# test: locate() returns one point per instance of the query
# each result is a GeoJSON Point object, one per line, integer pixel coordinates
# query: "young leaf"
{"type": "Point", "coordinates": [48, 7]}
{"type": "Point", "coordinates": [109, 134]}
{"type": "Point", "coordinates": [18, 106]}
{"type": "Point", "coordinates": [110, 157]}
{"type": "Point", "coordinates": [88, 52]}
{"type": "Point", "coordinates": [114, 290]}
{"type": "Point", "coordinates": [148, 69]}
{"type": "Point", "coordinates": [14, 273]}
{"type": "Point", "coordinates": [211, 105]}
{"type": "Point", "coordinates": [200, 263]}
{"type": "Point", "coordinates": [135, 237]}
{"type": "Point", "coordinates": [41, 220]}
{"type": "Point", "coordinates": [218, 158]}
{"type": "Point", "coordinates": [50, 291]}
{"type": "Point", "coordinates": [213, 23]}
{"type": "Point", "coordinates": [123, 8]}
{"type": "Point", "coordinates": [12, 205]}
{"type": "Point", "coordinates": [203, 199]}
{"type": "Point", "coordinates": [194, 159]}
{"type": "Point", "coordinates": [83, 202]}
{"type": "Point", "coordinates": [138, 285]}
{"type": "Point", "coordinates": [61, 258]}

⁂

## Required work
Output the records above in full, with nothing altered.

## Solution for this task
# test: locate() returns one point per instance of the query
# each result is a GeoJSON Point object, one per line, integer pixel coordinates
# query: "young leaf"
{"type": "Point", "coordinates": [48, 7]}
{"type": "Point", "coordinates": [109, 134]}
{"type": "Point", "coordinates": [18, 106]}
{"type": "Point", "coordinates": [110, 157]}
{"type": "Point", "coordinates": [88, 52]}
{"type": "Point", "coordinates": [114, 290]}
{"type": "Point", "coordinates": [148, 69]}
{"type": "Point", "coordinates": [14, 273]}
{"type": "Point", "coordinates": [211, 105]}
{"type": "Point", "coordinates": [200, 263]}
{"type": "Point", "coordinates": [135, 237]}
{"type": "Point", "coordinates": [41, 220]}
{"type": "Point", "coordinates": [218, 158]}
{"type": "Point", "coordinates": [50, 291]}
{"type": "Point", "coordinates": [213, 23]}
{"type": "Point", "coordinates": [123, 8]}
{"type": "Point", "coordinates": [12, 205]}
{"type": "Point", "coordinates": [203, 199]}
{"type": "Point", "coordinates": [194, 159]}
{"type": "Point", "coordinates": [83, 202]}
{"type": "Point", "coordinates": [138, 285]}
{"type": "Point", "coordinates": [61, 258]}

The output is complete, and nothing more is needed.